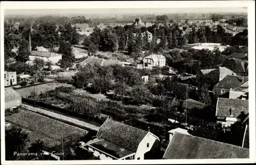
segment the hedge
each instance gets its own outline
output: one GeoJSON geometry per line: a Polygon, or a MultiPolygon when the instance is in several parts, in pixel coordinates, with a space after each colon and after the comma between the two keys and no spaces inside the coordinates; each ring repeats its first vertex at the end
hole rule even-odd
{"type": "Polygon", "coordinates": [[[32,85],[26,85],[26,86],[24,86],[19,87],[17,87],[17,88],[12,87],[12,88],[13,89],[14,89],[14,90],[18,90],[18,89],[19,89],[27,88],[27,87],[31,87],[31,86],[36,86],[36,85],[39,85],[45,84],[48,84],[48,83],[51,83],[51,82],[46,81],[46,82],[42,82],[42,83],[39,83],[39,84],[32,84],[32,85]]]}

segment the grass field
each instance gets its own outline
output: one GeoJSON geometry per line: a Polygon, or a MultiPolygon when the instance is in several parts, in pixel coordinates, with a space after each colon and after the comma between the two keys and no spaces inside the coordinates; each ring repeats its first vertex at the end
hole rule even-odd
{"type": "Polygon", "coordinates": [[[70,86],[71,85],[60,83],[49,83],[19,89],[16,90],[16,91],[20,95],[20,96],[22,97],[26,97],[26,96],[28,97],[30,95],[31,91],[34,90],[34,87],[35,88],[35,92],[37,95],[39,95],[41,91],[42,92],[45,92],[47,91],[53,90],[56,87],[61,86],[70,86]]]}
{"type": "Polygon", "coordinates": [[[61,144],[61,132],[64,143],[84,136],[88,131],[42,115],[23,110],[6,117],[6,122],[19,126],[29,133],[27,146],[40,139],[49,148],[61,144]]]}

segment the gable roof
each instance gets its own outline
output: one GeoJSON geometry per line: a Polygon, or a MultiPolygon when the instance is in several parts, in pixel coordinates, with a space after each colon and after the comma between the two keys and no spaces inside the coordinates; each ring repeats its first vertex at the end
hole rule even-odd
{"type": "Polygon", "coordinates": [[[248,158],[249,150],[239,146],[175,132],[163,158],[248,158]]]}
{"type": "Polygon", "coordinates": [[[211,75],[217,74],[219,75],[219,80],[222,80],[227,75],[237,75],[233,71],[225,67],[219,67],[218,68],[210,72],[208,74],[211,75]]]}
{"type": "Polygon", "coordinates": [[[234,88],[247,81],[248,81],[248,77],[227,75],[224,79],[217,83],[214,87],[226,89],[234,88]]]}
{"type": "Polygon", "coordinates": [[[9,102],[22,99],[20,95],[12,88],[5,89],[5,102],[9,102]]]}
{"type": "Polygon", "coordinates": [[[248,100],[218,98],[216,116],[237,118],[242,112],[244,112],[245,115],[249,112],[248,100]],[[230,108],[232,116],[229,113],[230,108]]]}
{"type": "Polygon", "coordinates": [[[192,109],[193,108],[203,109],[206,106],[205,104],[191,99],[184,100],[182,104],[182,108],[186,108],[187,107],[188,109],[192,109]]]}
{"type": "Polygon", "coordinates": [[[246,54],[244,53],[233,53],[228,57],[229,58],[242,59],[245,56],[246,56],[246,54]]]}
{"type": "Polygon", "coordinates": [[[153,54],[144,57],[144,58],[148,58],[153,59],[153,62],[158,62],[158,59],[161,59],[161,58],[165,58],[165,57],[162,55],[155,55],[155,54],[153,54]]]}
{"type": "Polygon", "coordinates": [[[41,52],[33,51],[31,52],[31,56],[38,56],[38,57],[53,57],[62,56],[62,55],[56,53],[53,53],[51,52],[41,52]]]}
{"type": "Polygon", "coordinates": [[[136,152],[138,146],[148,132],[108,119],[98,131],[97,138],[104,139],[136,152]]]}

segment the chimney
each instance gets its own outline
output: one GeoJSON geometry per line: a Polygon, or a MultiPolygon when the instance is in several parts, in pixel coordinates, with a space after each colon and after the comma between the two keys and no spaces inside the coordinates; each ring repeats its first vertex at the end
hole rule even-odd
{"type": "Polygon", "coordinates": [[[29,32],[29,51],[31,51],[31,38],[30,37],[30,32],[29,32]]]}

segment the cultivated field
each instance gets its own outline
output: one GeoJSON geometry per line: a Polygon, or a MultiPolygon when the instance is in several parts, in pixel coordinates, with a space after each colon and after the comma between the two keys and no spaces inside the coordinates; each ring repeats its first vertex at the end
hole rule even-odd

================

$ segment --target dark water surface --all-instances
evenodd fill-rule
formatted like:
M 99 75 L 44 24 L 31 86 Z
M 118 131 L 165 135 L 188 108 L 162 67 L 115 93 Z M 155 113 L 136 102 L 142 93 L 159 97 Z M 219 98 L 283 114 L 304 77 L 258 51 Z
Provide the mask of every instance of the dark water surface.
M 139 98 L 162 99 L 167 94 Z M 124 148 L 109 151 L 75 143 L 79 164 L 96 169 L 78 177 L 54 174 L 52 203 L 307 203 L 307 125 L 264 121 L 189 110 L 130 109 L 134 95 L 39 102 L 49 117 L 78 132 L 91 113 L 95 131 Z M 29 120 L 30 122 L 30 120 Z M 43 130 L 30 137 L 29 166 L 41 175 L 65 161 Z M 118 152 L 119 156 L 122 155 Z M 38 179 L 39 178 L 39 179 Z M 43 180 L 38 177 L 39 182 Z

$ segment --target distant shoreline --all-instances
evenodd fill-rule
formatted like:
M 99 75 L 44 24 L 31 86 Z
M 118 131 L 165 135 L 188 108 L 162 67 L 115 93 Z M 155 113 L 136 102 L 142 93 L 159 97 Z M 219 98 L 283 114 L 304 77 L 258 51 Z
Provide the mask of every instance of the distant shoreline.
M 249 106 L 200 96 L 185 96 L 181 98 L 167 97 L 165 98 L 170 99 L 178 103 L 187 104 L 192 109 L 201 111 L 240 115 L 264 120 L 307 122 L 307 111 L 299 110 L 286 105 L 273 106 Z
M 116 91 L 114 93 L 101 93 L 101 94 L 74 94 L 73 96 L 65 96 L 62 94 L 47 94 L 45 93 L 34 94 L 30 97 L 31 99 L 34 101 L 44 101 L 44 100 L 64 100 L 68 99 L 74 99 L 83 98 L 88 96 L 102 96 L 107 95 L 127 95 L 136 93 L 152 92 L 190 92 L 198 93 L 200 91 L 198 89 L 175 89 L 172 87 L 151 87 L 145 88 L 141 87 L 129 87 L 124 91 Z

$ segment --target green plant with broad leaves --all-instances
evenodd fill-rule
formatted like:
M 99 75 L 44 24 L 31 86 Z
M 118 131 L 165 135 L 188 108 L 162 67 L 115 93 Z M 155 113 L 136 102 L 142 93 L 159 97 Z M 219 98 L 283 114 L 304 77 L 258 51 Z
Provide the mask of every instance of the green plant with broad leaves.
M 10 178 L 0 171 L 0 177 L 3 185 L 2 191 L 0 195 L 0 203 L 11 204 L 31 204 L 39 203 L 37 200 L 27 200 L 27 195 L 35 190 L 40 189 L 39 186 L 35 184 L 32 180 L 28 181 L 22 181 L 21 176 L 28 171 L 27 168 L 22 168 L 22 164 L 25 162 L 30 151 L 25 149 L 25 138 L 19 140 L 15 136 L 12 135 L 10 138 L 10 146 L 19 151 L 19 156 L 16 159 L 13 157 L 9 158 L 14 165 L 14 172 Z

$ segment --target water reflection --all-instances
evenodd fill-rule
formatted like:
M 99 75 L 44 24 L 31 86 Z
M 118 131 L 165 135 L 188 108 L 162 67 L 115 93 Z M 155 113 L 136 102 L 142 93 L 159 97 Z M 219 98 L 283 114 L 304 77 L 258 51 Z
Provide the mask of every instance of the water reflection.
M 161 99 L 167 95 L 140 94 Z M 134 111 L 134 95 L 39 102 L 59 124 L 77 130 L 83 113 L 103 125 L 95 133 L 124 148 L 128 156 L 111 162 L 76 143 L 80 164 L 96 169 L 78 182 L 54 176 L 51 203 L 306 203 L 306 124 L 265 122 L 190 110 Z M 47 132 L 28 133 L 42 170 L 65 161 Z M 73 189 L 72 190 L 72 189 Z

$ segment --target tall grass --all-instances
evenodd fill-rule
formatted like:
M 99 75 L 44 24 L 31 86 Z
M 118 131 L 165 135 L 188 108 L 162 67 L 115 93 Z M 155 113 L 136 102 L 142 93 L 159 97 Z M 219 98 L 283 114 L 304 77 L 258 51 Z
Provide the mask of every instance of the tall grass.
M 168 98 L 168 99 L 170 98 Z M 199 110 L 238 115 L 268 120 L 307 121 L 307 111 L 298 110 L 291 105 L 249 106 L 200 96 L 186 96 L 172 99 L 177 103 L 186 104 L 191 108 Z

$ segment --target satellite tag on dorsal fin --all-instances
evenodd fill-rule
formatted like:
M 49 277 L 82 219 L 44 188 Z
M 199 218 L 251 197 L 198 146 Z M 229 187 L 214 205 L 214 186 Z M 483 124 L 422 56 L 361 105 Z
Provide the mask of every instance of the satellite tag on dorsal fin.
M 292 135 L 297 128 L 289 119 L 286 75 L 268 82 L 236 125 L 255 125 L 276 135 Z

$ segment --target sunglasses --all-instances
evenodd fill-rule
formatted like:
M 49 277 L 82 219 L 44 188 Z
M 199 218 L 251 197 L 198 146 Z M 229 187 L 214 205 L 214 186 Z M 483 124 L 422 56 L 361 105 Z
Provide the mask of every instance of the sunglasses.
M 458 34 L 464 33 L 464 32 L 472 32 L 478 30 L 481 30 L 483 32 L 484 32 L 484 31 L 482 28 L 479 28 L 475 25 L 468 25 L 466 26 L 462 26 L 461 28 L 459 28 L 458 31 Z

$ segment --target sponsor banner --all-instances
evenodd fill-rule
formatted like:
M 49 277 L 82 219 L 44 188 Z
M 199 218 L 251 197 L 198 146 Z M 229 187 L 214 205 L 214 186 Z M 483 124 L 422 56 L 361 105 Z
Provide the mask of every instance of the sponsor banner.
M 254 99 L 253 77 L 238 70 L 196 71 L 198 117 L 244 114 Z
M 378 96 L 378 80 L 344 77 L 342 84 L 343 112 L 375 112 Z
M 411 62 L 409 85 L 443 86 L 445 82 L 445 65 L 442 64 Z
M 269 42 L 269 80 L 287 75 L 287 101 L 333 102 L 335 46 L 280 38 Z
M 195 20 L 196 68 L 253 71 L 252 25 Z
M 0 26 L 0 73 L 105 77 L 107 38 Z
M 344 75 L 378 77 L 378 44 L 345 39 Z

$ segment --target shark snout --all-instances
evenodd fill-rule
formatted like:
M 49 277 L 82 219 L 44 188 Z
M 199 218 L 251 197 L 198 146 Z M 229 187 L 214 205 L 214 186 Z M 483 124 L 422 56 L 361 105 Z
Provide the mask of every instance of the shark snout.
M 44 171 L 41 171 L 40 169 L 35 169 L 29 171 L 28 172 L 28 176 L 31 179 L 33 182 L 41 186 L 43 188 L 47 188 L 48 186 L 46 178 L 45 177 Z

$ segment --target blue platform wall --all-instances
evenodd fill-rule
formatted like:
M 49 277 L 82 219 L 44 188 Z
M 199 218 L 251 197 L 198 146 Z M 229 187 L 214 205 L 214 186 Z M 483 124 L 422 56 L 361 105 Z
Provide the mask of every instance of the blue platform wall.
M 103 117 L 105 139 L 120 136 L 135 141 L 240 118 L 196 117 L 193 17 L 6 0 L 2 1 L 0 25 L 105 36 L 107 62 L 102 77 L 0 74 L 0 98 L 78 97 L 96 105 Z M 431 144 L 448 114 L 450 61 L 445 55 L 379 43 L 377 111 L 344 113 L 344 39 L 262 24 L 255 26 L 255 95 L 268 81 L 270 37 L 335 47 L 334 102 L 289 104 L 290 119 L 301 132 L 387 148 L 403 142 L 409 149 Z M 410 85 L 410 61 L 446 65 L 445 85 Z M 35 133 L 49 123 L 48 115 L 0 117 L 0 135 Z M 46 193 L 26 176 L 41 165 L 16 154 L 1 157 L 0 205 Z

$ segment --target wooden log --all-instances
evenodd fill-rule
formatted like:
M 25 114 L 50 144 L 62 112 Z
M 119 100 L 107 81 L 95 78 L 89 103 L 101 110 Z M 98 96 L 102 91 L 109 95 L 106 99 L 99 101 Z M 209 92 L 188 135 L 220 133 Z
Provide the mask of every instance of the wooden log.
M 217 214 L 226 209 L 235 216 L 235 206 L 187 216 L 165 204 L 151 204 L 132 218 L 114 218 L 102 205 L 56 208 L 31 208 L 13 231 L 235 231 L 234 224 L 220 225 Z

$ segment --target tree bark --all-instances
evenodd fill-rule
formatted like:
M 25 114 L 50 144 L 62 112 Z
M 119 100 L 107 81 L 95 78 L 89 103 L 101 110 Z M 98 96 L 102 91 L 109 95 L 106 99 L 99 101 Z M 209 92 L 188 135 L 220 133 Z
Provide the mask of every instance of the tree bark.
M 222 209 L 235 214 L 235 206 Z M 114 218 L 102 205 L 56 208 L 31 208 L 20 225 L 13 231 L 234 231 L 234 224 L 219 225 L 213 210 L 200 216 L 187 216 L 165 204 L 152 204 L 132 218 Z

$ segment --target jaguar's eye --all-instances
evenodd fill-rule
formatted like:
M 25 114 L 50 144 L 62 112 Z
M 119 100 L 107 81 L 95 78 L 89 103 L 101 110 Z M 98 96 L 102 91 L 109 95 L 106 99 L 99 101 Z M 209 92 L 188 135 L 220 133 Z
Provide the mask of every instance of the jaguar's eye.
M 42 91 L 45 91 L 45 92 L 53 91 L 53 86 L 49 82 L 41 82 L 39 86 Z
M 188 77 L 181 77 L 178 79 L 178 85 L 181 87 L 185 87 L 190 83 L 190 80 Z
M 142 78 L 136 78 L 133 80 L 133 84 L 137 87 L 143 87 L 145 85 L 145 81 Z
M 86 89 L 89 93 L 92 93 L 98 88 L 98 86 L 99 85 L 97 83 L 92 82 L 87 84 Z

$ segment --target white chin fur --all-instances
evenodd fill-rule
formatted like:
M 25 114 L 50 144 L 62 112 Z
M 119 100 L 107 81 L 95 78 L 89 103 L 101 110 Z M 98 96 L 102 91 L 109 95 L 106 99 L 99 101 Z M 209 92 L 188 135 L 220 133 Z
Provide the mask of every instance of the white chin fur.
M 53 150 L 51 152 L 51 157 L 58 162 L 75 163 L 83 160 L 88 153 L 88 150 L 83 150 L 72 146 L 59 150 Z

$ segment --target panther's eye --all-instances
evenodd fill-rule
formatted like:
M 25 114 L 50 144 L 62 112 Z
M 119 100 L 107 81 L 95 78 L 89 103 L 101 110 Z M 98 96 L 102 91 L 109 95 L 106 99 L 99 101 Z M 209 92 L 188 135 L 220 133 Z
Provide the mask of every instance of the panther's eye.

================

Could you give back everything in the material from the line containing "water surface --all-instances" down to the line containing "M 139 98 L 162", both of those lines included, copied word for word?

$ segment --target dark water surface --all-instances
evenodd fill-rule
formatted like:
M 99 75 L 44 24 L 31 86 Z
M 118 131 L 165 135 L 188 108 L 162 67 L 115 93 Z M 155 113 L 136 102 L 142 93 L 159 97 Z M 219 98 L 283 114 L 304 77 L 258 51 Z
Provide the mask of every instance of the dark water surface.
M 139 98 L 162 99 L 167 94 Z M 124 148 L 109 151 L 75 143 L 79 164 L 96 169 L 78 177 L 54 174 L 52 203 L 307 203 L 307 125 L 264 121 L 189 110 L 130 109 L 134 95 L 39 102 L 49 117 L 78 132 L 91 113 L 95 131 Z M 29 120 L 30 122 L 30 120 Z M 43 130 L 30 137 L 29 166 L 41 175 L 65 161 Z M 118 152 L 119 156 L 122 155 Z M 38 179 L 39 178 L 39 179 Z M 43 180 L 38 177 L 39 182 Z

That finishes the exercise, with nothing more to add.